"""

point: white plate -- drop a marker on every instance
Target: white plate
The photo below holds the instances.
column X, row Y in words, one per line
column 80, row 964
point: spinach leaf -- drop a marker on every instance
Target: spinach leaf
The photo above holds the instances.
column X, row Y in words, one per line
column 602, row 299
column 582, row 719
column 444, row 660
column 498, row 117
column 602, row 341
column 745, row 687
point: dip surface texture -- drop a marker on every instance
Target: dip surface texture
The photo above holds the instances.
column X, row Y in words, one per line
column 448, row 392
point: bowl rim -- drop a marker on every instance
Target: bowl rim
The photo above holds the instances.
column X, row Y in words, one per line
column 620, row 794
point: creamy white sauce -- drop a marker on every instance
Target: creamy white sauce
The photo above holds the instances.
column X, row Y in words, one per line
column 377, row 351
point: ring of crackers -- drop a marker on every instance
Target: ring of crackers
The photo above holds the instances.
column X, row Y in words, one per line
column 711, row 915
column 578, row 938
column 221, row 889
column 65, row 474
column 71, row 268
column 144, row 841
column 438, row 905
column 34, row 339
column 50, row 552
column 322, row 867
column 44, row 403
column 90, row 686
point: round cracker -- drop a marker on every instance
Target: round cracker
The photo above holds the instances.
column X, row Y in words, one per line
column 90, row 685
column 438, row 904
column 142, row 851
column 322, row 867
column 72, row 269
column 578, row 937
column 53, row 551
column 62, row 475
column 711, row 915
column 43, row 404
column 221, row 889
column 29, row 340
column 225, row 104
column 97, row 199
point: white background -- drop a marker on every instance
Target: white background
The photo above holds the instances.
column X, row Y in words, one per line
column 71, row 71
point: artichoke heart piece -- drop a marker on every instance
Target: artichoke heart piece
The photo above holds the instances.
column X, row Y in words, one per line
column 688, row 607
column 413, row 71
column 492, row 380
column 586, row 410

"""

[Work order]: Go through the entries above and copy out every line that includes the word "crackers".

[Answer box]:
point: ring of crackers -- drop a marker on every instance
Target: ring of crackers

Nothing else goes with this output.